§ Problem description
When you reach the line containing "Target: green sock" in the data below, reproduce it and every line that follows, exactly and without additions.

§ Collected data
****************************************

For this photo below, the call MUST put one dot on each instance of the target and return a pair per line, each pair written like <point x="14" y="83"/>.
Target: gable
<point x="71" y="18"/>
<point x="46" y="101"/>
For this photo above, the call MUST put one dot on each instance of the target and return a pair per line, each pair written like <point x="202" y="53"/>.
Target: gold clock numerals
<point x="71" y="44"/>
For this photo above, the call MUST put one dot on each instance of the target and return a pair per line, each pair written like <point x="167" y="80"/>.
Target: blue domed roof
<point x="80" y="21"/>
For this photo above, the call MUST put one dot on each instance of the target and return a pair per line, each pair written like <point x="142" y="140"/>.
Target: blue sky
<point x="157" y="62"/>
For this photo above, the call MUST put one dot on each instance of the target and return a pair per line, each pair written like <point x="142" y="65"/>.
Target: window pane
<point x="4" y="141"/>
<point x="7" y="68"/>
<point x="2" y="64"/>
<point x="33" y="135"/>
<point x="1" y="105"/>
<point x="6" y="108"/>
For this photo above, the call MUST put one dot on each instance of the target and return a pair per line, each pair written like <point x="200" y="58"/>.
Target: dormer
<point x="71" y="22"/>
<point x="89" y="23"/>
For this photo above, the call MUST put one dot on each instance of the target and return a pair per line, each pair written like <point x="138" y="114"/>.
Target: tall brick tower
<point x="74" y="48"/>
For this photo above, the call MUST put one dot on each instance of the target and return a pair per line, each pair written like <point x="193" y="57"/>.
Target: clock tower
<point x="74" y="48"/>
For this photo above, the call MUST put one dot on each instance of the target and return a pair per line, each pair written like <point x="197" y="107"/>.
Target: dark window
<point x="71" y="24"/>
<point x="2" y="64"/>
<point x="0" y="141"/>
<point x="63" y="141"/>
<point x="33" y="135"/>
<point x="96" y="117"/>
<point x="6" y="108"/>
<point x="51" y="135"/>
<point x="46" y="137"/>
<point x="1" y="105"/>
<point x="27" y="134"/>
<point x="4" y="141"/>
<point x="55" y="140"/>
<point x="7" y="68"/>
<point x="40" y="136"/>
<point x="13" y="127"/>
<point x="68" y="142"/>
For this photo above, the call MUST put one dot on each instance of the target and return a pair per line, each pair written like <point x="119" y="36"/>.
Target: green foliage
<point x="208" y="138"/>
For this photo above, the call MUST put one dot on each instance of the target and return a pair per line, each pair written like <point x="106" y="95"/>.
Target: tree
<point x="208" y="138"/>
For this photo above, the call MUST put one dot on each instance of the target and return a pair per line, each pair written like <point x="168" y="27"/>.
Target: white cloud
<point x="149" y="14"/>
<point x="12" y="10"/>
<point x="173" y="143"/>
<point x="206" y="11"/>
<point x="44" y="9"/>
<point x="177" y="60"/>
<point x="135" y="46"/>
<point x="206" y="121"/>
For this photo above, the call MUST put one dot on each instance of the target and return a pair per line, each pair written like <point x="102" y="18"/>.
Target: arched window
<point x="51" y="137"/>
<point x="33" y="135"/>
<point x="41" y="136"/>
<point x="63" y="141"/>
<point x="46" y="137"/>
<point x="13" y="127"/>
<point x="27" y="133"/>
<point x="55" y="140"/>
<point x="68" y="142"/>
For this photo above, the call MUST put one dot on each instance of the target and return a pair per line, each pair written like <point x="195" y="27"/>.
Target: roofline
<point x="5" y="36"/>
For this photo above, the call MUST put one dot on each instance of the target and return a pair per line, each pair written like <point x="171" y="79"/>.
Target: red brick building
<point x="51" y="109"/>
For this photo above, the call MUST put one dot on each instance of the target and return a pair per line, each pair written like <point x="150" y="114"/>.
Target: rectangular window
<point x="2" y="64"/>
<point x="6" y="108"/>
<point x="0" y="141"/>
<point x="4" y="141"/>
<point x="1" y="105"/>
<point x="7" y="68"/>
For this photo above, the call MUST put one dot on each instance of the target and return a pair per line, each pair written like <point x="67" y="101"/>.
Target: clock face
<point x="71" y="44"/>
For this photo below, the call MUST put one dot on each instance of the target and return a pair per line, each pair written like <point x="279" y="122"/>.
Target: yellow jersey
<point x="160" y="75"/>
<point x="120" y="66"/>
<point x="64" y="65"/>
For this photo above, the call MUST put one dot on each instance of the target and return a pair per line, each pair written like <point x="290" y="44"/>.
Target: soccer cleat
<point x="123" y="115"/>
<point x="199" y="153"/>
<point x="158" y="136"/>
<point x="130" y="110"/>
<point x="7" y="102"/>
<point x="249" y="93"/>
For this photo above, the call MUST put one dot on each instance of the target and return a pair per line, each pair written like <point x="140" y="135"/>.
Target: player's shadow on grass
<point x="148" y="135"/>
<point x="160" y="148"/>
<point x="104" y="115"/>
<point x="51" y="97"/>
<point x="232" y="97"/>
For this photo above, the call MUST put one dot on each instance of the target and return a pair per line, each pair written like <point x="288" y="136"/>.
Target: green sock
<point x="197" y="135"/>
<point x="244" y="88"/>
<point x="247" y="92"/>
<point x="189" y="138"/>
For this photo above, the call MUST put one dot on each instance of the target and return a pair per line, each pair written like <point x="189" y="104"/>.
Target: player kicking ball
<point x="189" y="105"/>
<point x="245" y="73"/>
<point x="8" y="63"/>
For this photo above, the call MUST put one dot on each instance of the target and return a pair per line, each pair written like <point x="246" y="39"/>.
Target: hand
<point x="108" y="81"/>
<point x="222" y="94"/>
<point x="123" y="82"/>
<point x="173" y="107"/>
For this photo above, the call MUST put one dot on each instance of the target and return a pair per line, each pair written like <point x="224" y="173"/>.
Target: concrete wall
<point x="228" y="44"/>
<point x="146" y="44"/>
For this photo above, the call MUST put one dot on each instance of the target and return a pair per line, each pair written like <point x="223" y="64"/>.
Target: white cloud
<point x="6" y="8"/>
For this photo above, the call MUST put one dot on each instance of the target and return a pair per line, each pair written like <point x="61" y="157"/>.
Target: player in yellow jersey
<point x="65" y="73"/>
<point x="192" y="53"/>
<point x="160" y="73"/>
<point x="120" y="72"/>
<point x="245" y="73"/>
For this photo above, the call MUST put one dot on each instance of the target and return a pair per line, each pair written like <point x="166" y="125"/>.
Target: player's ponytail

****************************************

§ Result of the exercise
Target: green sock
<point x="197" y="135"/>
<point x="244" y="88"/>
<point x="247" y="92"/>
<point x="189" y="138"/>
For this photo above, the call MUST put one dot on each instance of the target and return a pair per line, each pair written like <point x="189" y="104"/>.
Target: player kicking ball
<point x="189" y="105"/>
<point x="245" y="73"/>
<point x="8" y="63"/>
For this photo above, the call MUST put one dot on each instance of the target and return a pair per line, each pair written like <point x="246" y="39"/>.
Target: hand
<point x="108" y="81"/>
<point x="222" y="94"/>
<point x="123" y="82"/>
<point x="173" y="107"/>
For this photo above, the call MUST put one dot on each instance of the target and return a pair per line, each pair written like <point x="224" y="173"/>.
Target: concrete wall
<point x="228" y="44"/>
<point x="146" y="44"/>
For this photo above, the call MUST put one dot on each instance of the target and return a pair per line, each pair written like <point x="223" y="64"/>.
Target: white cloud
<point x="6" y="8"/>
For this photo above, the call MUST put one dot on each instance of the target and return a pair per line, each pair written like <point x="61" y="157"/>.
Target: player in yellow jersey
<point x="65" y="73"/>
<point x="192" y="53"/>
<point x="160" y="73"/>
<point x="120" y="72"/>
<point x="245" y="73"/>
For this photo above, the call MUST put one dot on each instance of the target and return a pair per line, each pair written like <point x="166" y="125"/>.
Target: player's ponytail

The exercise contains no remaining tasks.